### Document segment
-- Opening Marker --

Our TC cases showed common genetic variants with skin cancers. TP53, NF1, and NRAS are frequently mutated genes identified in malignant melanoma [22]. TP53 mutations in melanoma are correlated with sun exposure [23, 24]. In addition, TOP1 amplification was reported to be associated with more advanced and poor prognostic tumors in melanoma [12]. Furthermore, TP53 and NRAS mutations have been identified in squamous cell carcinoma. Various skin cancers are reported to develop from seborrheic keratosis; one report reviewed a patient who developed TC in long-standing seborrheic keratosis [7]. Given the shared risk factor, chronic sun exposure, TC may have similar molecular pathogenesis with skin cancers. Although controversial, some reports support the origin of basal cell carcinoma as outer root sheath of hair follicle, similar to TC [25, 26]. This also suggests that carcinogenesis can be induced in outer root sheath cells by UV damage. Despite different cells of origin resulting in different types of cancer, a common carcinogen may cause the same genetic mutation for carcinogenesis.

ROS1-GOPC fusions are well known to be found in glioblastoma, cholangiocarcinoma, ovarian cancer, and non–small cell lung cancer. FGFR3-TACC3 fusions have been reported in glioblastoma, bladder urothelial tumors, nasopharyngeal carcinoma, head and neck cancer, and cervical cancer. Moreover, FGFR3-TACC3 [27] and ROS1-GOPC fusions [28] were reported in melanoma. For both cases, targeted agents showing therapeutic responses to the respective fusions were introduced. A recent report described a patient with metastatic melanoma harboring GOPC-ROS1 gene fusion who showed clinical response to entrectinib [28]. Therapeutic responses can also be expected in TC cases after the identification of such fusion genes.

-- Closing Marker --

Pick up the passage on shared mutations and gene fusions in TC and continue it after its last sentence. The records have nothing to do with the text.

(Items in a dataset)
-- Opening Marker --

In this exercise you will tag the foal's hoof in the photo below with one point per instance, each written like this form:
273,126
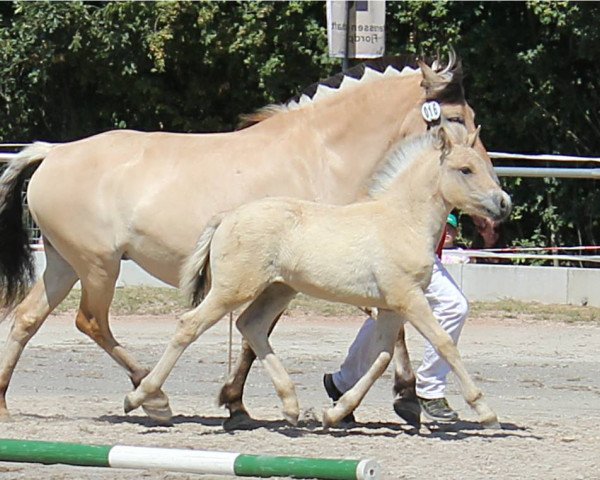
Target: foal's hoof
239,420
5,416
492,424
291,418
329,419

-- Closing Marker --

### Result
Our study nevertheless has several limitations. First, due to its retrospective design, the study was susceptible to selection bias. Of note, we could not obtain detailed follow-up data of case 2: although survival outcome was available from the Ministry of the Interior and Safety in South Korea, cause of death could not be identified. Second, we extracted DNA from FFPE tissue blocks, and fixation and storage process may have caused artifacts and low quality. Third, because we used a gene panel, genes not included in our panel could not be tested, possibly leading to significant implications. Fourth, we did not assess the functional consequences of the identified genetic mutations. Fifth, due to the limited sample size, statistical analysis was not possible. However, due to the rareness of the disease, our findings bear significance. Further studies are warranted to investigate certain molecular pathogenesis of TC and related therapeutic and prognostic implications.

Conclusions

We reported the genomic variations found in TC, which may give insight into the molecular pathogenesis. Overall, genetic changes found in TC resembled that of other skin cancers, suggesting similar pathogenesis. TP53 mutations was were identified in patients who had an aggressive clinical course. Genetic alterations identified may further suggest the potential treatment options of TC.